• [What you will do]
Please copy verbatim the part of the items below that opens with the line containing "Query: broken reed stalk" and closes at the end of the items, including both ends.

== Records to use

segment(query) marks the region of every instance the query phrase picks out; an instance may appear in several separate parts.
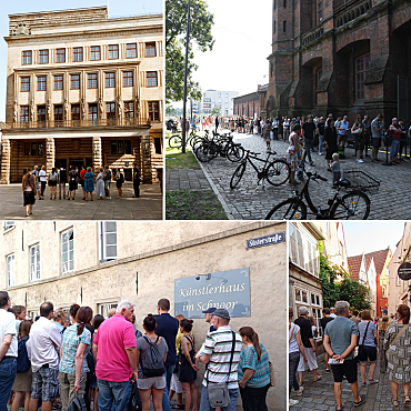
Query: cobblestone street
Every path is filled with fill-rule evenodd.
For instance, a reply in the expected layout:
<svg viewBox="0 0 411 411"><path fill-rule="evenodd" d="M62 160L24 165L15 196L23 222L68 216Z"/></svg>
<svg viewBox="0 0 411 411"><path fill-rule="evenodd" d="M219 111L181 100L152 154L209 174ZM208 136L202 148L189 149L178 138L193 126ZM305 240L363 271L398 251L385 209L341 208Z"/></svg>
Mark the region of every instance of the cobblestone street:
<svg viewBox="0 0 411 411"><path fill-rule="evenodd" d="M335 410L335 399L333 391L333 378L332 372L325 372L324 363L319 362L319 374L322 377L320 381L313 382L312 373L310 371L304 372L304 391L301 397L297 397L294 390L292 390L291 398L299 400L297 405L290 407L290 411L311 411L311 410ZM369 375L369 368L367 370L367 378ZM360 395L365 394L367 401L362 407L353 407L353 397L350 390L350 384L344 380L342 382L342 404L344 410L359 410L359 411L409 411L410 405L403 405L403 390L399 389L399 403L400 407L394 408L391 403L392 393L390 388L390 381L387 378L387 373L381 374L380 368L377 365L374 379L379 380L378 383L362 387L360 377L360 367L358 367L358 379L359 379L359 393Z"/></svg>
<svg viewBox="0 0 411 411"><path fill-rule="evenodd" d="M141 184L140 198L133 199L132 183L123 184L122 198L118 198L116 184L111 184L111 200L82 201L81 190L76 200L50 200L46 188L44 200L36 199L33 214L26 218L21 184L0 186L0 220L161 220L162 194L160 184Z"/></svg>
<svg viewBox="0 0 411 411"><path fill-rule="evenodd" d="M265 158L265 142L260 136L251 136L245 133L234 133L234 142L240 142L244 149L261 153L261 158ZM281 138L281 136L280 136ZM285 141L272 141L271 148L277 151L278 158L284 158L288 149ZM369 151L371 154L371 151ZM381 181L380 190L375 194L370 194L371 220L402 220L409 219L411 215L411 203L408 191L411 181L411 163L409 160L403 161L400 166L384 167L385 152L379 153L381 163L372 163L370 158L365 158L363 163L357 163L354 150L345 149L345 159L341 160L343 171L352 169L362 169ZM332 174L327 172L327 162L324 156L319 156L318 152L312 153L314 167L307 167L308 171L318 171L322 177L327 178L327 182L320 181L310 183L310 196L313 203L325 208L327 200L332 198L334 190L332 189ZM277 203L288 199L293 193L293 188L289 183L280 187L273 187L265 182L264 187L257 184L257 176L254 170L248 164L244 176L234 190L230 189L231 177L238 167L238 163L232 163L229 160L218 157L209 163L202 163L202 169L206 176L213 182L214 187L225 202L225 210L229 210L230 219L264 219L267 213ZM302 184L298 186L299 189ZM313 219L312 213L308 213L308 219Z"/></svg>

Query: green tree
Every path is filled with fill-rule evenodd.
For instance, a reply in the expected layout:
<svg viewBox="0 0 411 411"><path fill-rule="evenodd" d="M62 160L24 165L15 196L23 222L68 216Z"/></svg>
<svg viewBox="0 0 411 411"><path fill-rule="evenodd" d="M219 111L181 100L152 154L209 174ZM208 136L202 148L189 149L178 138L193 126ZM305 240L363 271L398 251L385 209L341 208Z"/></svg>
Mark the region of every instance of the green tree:
<svg viewBox="0 0 411 411"><path fill-rule="evenodd" d="M166 1L166 101L181 101L184 90L186 30L188 0ZM201 99L200 84L192 80L198 66L192 62L193 48L212 50L214 39L211 27L213 14L204 0L191 0L188 64L188 97Z"/></svg>

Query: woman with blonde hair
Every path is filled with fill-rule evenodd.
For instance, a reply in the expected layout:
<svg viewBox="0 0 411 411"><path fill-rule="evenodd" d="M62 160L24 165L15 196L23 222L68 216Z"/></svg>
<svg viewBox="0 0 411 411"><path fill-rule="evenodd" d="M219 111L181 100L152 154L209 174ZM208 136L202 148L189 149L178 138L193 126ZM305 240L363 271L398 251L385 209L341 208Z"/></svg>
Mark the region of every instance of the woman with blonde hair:
<svg viewBox="0 0 411 411"><path fill-rule="evenodd" d="M391 381L392 404L399 407L398 387L402 384L404 390L403 404L409 404L411 382L411 357L410 347L410 308L405 304L399 305L397 310L398 321L388 327L384 338L384 350L387 350L388 379Z"/></svg>

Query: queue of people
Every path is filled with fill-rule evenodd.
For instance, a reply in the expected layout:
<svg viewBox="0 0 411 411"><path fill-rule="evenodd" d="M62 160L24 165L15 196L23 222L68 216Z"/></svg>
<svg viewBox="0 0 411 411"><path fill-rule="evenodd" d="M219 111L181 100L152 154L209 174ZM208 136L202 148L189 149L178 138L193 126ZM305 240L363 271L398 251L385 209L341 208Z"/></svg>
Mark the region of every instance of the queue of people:
<svg viewBox="0 0 411 411"><path fill-rule="evenodd" d="M70 307L68 318L43 302L32 322L24 307L11 308L9 294L0 291L0 410L6 411L11 400L13 411L23 403L26 411L40 407L124 411L133 383L143 411L151 402L154 410L189 411L191 403L196 410L199 402L201 411L215 410L221 384L227 384L228 393L221 411L234 411L239 395L244 411L268 410L269 355L252 328L237 333L227 310L210 308L206 321L212 331L198 349L192 320L171 317L168 299L160 299L157 310L158 315L143 319L141 331L133 325L134 304L126 300L110 310L108 319L78 304ZM200 362L206 373L199 400ZM186 404L181 399L172 407L169 392L176 368Z"/></svg>

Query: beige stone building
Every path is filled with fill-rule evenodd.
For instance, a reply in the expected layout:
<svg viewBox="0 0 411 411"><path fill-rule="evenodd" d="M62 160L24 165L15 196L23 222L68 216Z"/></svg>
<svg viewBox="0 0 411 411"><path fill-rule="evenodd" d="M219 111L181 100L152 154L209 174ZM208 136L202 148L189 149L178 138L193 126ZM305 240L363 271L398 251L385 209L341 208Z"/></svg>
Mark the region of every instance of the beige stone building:
<svg viewBox="0 0 411 411"><path fill-rule="evenodd" d="M24 169L162 169L163 19L107 7L9 16L1 183Z"/></svg>
<svg viewBox="0 0 411 411"><path fill-rule="evenodd" d="M64 310L74 302L90 305L94 313L106 315L120 300L128 299L137 304L137 327L141 329L144 315L156 313L160 298L170 299L171 313L176 313L179 283L190 279L199 283L218 281L224 301L239 300L225 273L245 269L249 311L237 317L234 309L231 325L234 330L251 325L258 332L277 372L277 387L268 394L269 409L285 410L285 241L249 245L262 244L261 238L277 234L285 239L285 223L3 222L0 281L12 303L24 304L31 317L47 300ZM214 298L211 293L198 297L204 304ZM196 319L198 344L207 331L204 320Z"/></svg>

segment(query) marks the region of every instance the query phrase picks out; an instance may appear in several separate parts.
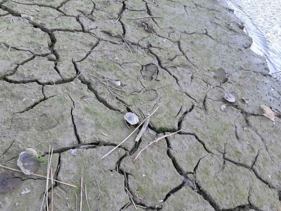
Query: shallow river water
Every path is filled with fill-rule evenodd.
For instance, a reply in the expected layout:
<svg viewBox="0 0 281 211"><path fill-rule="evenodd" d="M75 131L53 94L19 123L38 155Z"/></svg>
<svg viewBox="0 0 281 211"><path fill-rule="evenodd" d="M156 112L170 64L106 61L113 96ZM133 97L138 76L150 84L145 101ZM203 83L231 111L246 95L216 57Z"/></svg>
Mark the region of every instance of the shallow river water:
<svg viewBox="0 0 281 211"><path fill-rule="evenodd" d="M225 0L253 38L251 49L265 57L270 73L281 72L281 1Z"/></svg>

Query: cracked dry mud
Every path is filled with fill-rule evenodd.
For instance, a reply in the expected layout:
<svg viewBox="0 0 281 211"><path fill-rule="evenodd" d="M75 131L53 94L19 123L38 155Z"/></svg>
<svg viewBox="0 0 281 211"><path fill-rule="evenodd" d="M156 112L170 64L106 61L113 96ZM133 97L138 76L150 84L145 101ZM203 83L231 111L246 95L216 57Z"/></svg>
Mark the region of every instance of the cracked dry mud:
<svg viewBox="0 0 281 211"><path fill-rule="evenodd" d="M100 199L100 210L135 210L132 200L139 210L281 210L281 88L223 2L0 5L0 164L19 169L25 149L47 158L53 146L54 178L77 187L55 183L54 210L75 210L83 176L91 210ZM150 16L158 17L137 18ZM104 81L112 94L99 80L105 78L121 83ZM236 101L222 111L227 93ZM275 125L261 105L274 112ZM140 107L147 115L158 106L149 127L159 137L179 134L135 162L156 136L146 130L136 143L134 134L101 159L134 130L126 112L140 117ZM35 173L45 175L47 166ZM1 170L22 181L0 193L0 210L40 210L45 180Z"/></svg>

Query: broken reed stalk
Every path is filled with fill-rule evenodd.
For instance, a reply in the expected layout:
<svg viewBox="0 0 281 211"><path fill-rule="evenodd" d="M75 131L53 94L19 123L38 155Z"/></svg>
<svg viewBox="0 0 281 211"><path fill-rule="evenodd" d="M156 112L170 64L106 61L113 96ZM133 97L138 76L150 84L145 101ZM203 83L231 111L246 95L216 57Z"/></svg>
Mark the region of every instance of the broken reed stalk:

====

• [Solution to the exercise]
Query: broken reed stalk
Every path is filled with fill-rule evenodd.
For instance, a reply in the expected layout:
<svg viewBox="0 0 281 211"><path fill-rule="evenodd" d="M75 131L53 94L19 123L38 155Z"/></svg>
<svg viewBox="0 0 281 211"><path fill-rule="evenodd" d="M156 112L170 64L106 61L113 96ZM133 97L138 76L150 84L145 101ZM203 83L231 111L246 95L216 57Z"/></svg>
Mark the region of every instance of the broken reed stalk:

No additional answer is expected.